• [REQUIRED ACTION]: Check the data underneath for lines holding the word "Locate", and state only how many you find.

[RECORD SET — start]

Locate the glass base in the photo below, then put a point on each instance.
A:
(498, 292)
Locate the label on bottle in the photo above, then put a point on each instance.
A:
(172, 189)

[RECORD SET — finish]

• [FINAL ANSWER]: 2